- [EXERCISE INSTRUCTIONS]: In the material, rewrite the part that opens with the line containing "For sports analytics purposes, locate the small" and closes with the line containing "[74,573,307,691]", changing "broadcast frame" to "camera view" and leaving everything else as it is.

- [INPUT]:
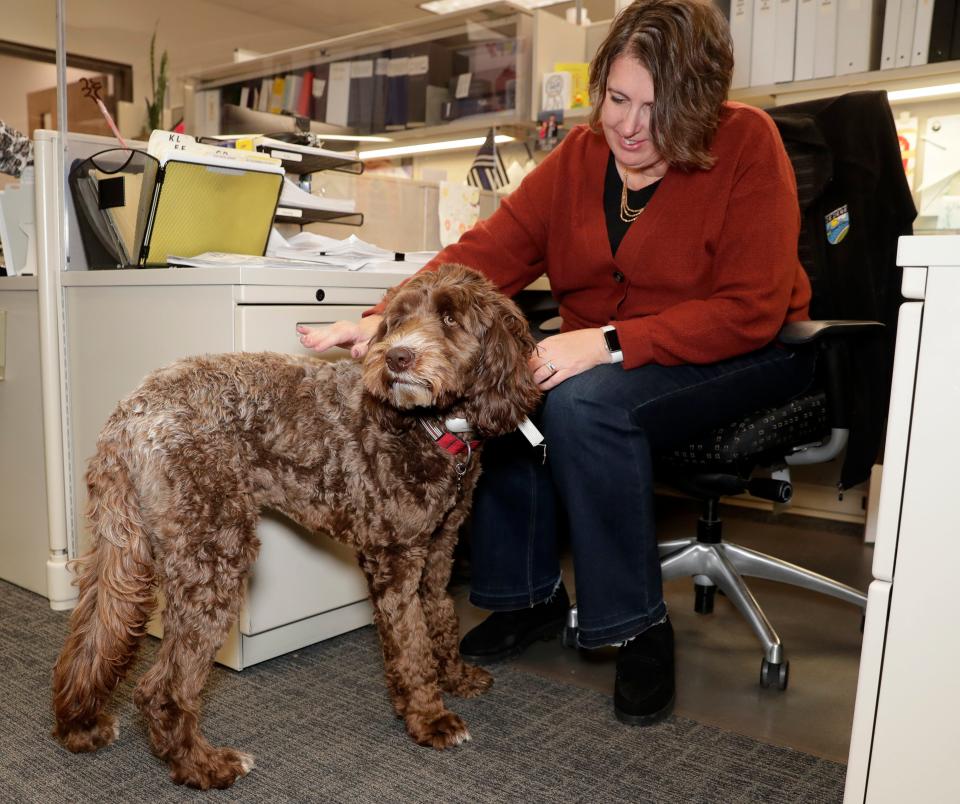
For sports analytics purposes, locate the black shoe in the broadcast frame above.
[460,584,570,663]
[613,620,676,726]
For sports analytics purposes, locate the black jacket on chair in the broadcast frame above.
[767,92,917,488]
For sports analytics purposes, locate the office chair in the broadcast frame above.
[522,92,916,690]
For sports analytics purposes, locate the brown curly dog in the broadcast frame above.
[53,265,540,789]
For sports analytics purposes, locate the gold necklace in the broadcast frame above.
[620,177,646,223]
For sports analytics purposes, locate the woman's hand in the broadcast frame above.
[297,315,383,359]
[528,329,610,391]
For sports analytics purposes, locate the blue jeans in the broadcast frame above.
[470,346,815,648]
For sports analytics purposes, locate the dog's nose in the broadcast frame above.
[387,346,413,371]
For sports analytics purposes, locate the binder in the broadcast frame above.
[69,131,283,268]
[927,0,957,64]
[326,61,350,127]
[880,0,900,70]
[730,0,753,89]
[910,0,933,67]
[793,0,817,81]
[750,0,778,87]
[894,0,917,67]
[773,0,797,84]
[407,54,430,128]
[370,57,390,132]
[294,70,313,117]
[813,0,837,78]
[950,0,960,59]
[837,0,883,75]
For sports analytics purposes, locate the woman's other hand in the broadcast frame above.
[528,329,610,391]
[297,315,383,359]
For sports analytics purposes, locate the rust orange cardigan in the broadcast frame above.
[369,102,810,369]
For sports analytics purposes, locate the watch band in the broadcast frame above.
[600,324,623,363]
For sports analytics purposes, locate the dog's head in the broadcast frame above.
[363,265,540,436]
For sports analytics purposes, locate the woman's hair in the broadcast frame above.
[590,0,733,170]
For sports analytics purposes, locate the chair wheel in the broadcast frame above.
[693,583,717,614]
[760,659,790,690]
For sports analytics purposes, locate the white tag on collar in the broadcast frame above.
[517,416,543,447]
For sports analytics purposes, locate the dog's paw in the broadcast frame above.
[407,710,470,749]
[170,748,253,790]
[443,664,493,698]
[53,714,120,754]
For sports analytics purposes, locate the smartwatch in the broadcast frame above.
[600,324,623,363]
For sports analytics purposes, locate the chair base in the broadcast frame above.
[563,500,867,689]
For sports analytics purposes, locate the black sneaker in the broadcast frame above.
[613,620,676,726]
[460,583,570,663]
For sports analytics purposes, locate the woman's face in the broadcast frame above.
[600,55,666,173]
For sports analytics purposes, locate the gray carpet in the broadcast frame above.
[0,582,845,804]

---

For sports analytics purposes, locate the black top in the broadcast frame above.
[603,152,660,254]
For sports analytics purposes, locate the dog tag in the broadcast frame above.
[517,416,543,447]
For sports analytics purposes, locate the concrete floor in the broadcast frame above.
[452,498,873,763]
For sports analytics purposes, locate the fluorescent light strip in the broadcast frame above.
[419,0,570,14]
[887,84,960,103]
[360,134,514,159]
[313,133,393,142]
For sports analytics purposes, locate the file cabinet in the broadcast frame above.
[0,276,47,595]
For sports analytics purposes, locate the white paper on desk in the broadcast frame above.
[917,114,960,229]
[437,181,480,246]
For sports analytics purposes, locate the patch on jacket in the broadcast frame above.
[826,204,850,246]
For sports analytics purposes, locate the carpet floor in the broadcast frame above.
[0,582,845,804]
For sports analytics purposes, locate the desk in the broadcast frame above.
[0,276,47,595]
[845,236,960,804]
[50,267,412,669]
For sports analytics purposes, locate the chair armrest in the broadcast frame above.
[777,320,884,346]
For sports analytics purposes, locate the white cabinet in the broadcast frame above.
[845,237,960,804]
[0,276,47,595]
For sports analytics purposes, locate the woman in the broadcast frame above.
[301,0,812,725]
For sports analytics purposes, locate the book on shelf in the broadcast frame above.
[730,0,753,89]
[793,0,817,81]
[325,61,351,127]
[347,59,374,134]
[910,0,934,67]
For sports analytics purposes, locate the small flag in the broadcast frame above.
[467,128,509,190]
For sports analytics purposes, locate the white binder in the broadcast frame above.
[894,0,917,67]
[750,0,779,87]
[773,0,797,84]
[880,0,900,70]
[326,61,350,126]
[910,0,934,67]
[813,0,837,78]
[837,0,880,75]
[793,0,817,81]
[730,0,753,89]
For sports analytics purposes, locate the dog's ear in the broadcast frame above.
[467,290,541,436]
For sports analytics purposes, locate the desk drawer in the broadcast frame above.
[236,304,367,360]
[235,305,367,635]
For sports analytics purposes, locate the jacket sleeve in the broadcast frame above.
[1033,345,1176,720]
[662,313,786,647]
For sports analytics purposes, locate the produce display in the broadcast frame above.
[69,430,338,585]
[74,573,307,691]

- [ANSWER BELOW]:
For sports analytics purposes, locate the small flag in the camera view above.
[467,128,509,190]
For sports analytics purposes, locate the white binder in the camera view above.
[894,0,917,67]
[750,0,779,87]
[773,0,797,84]
[880,0,900,70]
[326,61,350,126]
[910,0,934,67]
[813,0,837,78]
[837,0,880,75]
[793,0,817,81]
[730,0,753,89]
For sports analytics purposes, locate the dog's ear in the camera view above.
[467,290,541,436]
For sports analytics purposes, locate the desk drawer in the camera view above.
[236,304,367,360]
[235,305,367,635]
For sports analytics purposes, locate the jacket sleeve in the camera view above.
[1033,345,1176,720]
[662,313,786,647]
For sports analytics purposes, locate the produce display in the camera view above.
[69,430,338,585]
[74,573,307,691]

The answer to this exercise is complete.